◆ **Text section**:
Unfortunately, critics argue, many evolutionary psychologists start with a bias that says a particular behavior has evolutionary roots, ignoring social influences, and set out to prove it. In particular, evo-psych, as it is often called, seems to spend a lot of time telling us gendered roles are natural. In this view of the world, men are born to hunt food and sex, while women are naturally passive, seeking partners who will nurture and protect them, rather than wanting to forge their own way in the world.
Most evolutionary psychologists deny it, but critics charge that by presenting these characteristics as natural, evo-psych also makes them out to be good. Those who don't fit the mold – gay people, women who enjoy casual sex etc – are seen as freaks, diverging from the natural path of biology.
Whether or not this is a fair representation of evo-psych in general, it certainly applies to much of Guéguen's output. Although some of his papers – for example a study on how music affects consumer behavior – have no implications for sexual politics, many others do. Guéguen's work on how women are more likely to respond favorably when lightly touched on the arm is beloved by creepers seeking to legitimize sexual harassment.
Brown and Heathers also note many of these papers, even if real, would raise serious ethical concerns, for example failing to credit co-researchers, and putting junior students in dangerous or degrading situations.

◆ **Input data**:
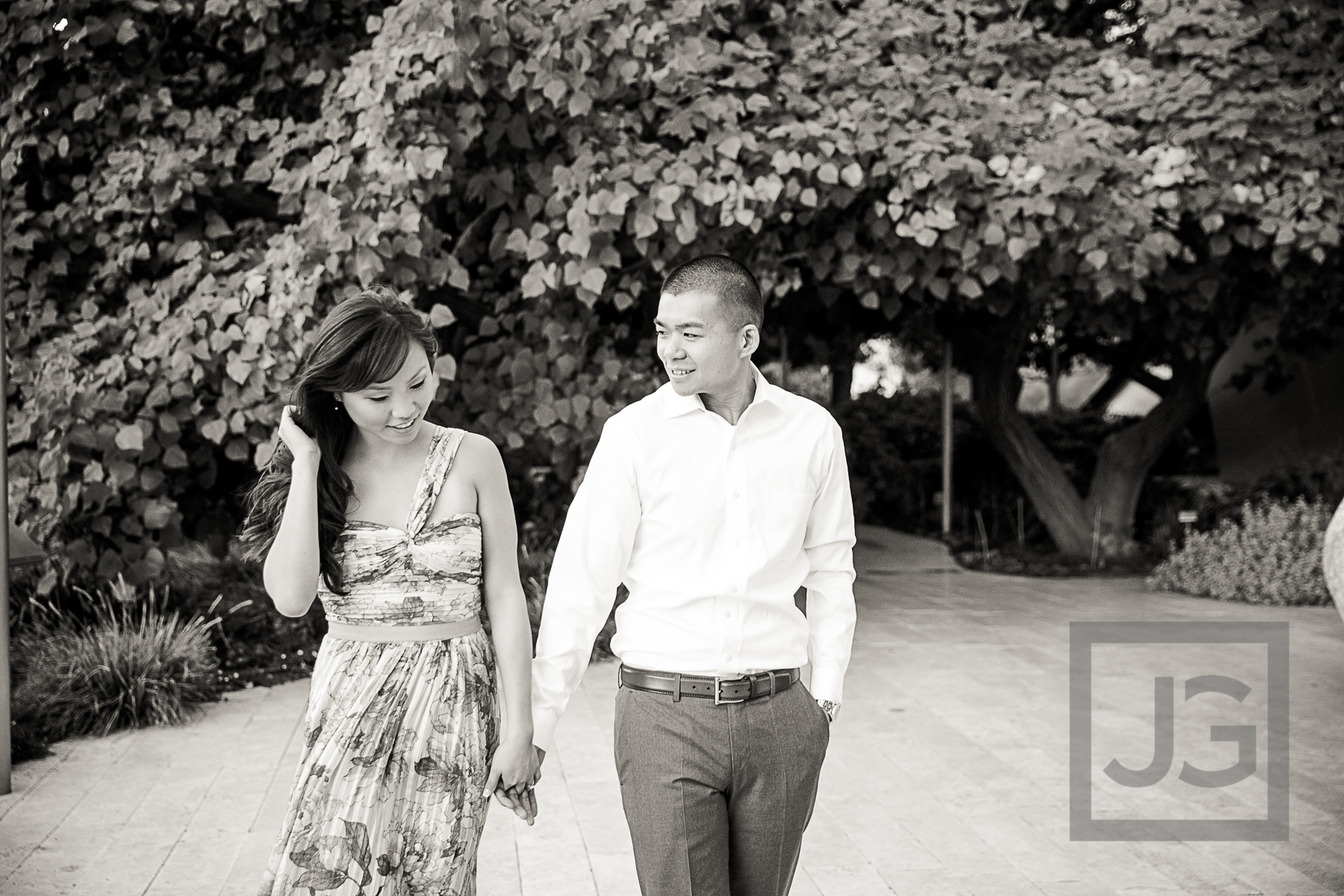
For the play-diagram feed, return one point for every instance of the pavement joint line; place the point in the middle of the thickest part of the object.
(38, 783)
(280, 763)
(69, 812)
(270, 785)
(183, 832)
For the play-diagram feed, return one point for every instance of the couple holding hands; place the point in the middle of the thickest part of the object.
(714, 499)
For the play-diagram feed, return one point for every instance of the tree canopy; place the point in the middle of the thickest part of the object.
(194, 183)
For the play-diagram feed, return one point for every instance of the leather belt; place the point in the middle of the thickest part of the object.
(386, 635)
(737, 689)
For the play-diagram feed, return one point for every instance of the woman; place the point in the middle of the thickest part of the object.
(398, 526)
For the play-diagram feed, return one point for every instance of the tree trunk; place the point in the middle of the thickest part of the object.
(1105, 520)
(998, 383)
(1127, 455)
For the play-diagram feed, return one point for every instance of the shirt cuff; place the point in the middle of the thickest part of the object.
(827, 684)
(544, 727)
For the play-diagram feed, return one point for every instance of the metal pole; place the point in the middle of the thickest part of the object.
(947, 440)
(4, 514)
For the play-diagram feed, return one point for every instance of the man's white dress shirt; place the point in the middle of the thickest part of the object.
(712, 528)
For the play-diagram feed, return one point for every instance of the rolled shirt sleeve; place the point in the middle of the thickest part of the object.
(830, 548)
(591, 561)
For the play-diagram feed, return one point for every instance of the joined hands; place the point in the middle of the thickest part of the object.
(519, 795)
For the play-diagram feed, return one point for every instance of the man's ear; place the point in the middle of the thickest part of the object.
(750, 340)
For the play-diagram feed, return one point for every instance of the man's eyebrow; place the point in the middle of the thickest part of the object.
(685, 326)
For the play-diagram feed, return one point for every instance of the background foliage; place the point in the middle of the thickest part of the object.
(195, 181)
(1272, 555)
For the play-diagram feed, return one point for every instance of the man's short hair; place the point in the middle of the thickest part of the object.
(726, 279)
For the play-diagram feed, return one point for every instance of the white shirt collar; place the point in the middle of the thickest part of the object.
(676, 405)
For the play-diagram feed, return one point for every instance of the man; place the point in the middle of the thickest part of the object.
(712, 499)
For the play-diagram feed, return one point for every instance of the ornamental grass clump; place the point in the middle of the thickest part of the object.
(134, 664)
(1272, 555)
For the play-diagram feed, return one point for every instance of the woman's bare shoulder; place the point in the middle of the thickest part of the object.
(479, 454)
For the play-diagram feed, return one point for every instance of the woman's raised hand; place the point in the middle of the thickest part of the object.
(300, 444)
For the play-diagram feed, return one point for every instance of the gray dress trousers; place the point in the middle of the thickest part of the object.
(718, 797)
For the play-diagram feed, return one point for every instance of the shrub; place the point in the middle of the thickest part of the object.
(1272, 555)
(253, 641)
(137, 664)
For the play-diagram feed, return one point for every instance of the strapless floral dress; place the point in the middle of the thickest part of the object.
(398, 735)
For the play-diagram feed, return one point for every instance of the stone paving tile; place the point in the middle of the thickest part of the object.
(948, 771)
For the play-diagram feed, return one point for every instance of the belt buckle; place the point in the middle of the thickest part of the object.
(718, 689)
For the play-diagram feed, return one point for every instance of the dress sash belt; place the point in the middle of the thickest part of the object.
(383, 635)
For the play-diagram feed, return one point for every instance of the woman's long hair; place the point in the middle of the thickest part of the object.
(362, 341)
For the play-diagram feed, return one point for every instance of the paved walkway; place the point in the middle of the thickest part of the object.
(948, 771)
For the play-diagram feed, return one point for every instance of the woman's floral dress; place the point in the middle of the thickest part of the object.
(398, 736)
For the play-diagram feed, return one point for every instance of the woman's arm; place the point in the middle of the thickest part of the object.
(507, 608)
(293, 561)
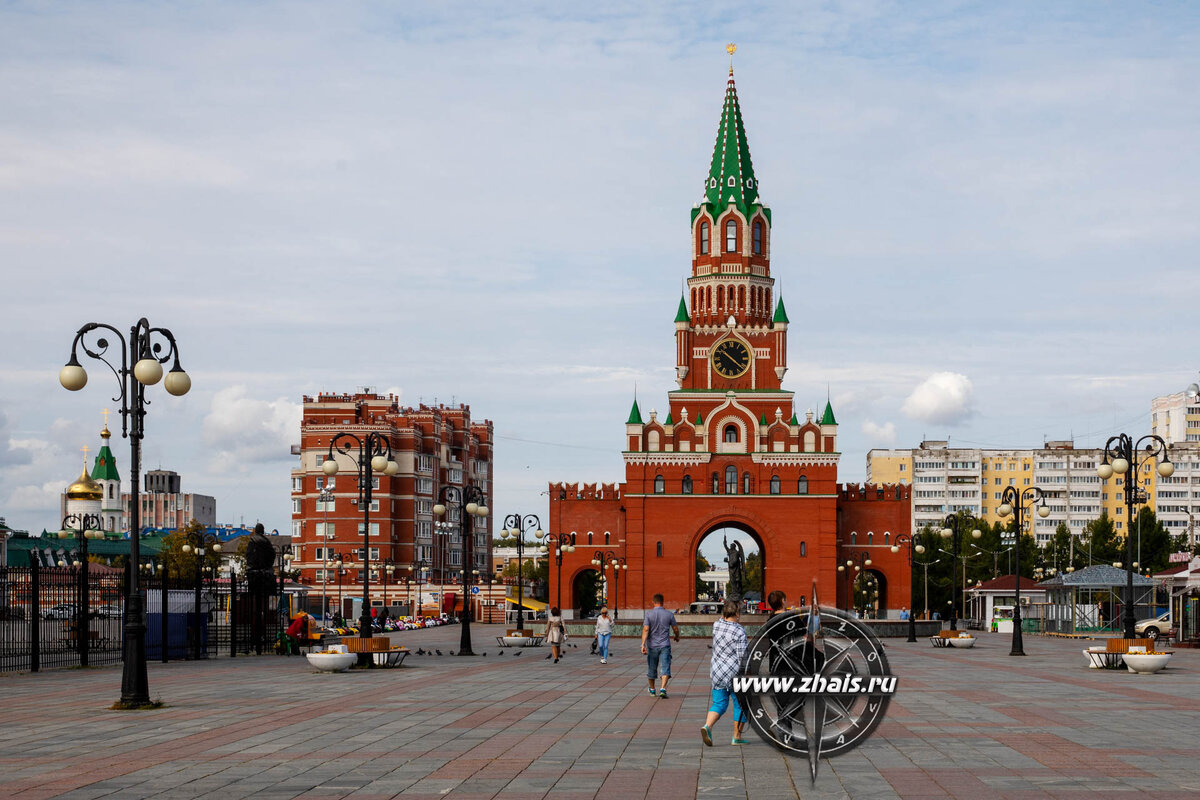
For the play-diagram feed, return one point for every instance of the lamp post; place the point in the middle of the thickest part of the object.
(82, 527)
(907, 541)
(563, 543)
(1018, 503)
(515, 527)
(197, 546)
(325, 497)
(371, 453)
(142, 358)
(472, 503)
(1123, 457)
(856, 561)
(604, 559)
(953, 530)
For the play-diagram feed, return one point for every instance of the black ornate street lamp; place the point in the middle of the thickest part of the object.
(142, 358)
(83, 527)
(604, 559)
(954, 530)
(853, 566)
(515, 527)
(563, 543)
(371, 452)
(472, 503)
(1123, 457)
(907, 541)
(1014, 501)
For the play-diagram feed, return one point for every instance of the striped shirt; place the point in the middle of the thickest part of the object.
(729, 647)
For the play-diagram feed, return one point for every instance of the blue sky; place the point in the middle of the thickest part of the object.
(984, 220)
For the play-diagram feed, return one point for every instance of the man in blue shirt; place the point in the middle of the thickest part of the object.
(657, 630)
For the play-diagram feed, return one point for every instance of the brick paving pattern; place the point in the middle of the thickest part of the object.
(965, 723)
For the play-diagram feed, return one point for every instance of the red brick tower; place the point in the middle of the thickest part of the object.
(731, 451)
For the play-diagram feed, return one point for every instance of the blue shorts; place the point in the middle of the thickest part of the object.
(658, 662)
(721, 702)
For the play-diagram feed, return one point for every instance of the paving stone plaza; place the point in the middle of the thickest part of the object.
(964, 723)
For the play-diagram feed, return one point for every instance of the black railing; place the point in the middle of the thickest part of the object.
(49, 617)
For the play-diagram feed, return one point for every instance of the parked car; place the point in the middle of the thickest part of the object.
(1151, 629)
(63, 611)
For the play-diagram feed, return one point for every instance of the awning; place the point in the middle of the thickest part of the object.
(529, 602)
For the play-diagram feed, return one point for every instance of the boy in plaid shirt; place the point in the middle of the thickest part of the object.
(729, 645)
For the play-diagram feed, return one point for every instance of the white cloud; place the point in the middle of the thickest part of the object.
(885, 434)
(244, 429)
(943, 398)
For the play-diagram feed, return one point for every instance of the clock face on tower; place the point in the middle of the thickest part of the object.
(731, 359)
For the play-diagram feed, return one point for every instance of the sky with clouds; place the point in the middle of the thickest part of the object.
(985, 220)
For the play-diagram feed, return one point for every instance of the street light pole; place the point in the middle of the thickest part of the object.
(1014, 501)
(471, 501)
(906, 540)
(515, 527)
(1123, 457)
(371, 452)
(142, 358)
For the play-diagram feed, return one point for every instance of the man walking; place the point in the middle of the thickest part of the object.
(657, 630)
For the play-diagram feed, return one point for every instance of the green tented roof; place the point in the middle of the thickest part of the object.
(682, 314)
(827, 417)
(106, 467)
(635, 415)
(780, 313)
(731, 175)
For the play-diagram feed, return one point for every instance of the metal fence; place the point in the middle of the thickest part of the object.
(70, 617)
(59, 617)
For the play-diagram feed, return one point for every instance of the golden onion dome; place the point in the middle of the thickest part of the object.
(85, 488)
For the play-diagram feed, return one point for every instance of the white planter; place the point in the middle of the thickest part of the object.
(1146, 663)
(331, 661)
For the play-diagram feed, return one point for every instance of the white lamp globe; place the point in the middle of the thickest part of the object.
(178, 383)
(73, 377)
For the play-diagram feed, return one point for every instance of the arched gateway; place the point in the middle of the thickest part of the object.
(732, 449)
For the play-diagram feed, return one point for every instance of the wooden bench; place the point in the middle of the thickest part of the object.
(942, 638)
(379, 648)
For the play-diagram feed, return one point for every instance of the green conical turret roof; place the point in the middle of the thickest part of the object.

◆ **To do**:
**A)** In the text on criticism of evolutionary psychology, which study by Guéguen is given as having no implications for sexual politics?
**B)** Continue the text about criticism of evolutionary psychology and Guéguen's research from its final sentence.

◆ **Results in order**:
**A)** A study on how music affects consumer behavior.

**B)**
Those allegations are a matter for ethics committees, although research journals should probably pay more attention to such matters in future.
However, if Brown and Heathers are right that some or all of Guéguen's work is invented, there are big questions for the peer reviewers who approved publication. Such a conclusion would really put the spotlight on those doing related work because if the reviewers couldn't spot shoddy work that happened to fit their biases, their own research looks questionable.
Even in the worst case scenario, the criticisms may not discredit the entire field of evolutionary psychology, but they're bad news for its most prominent subfield. In which case, the whole idea that our mating behavior owes more to natural selection than the society in which we are raised would look shaky.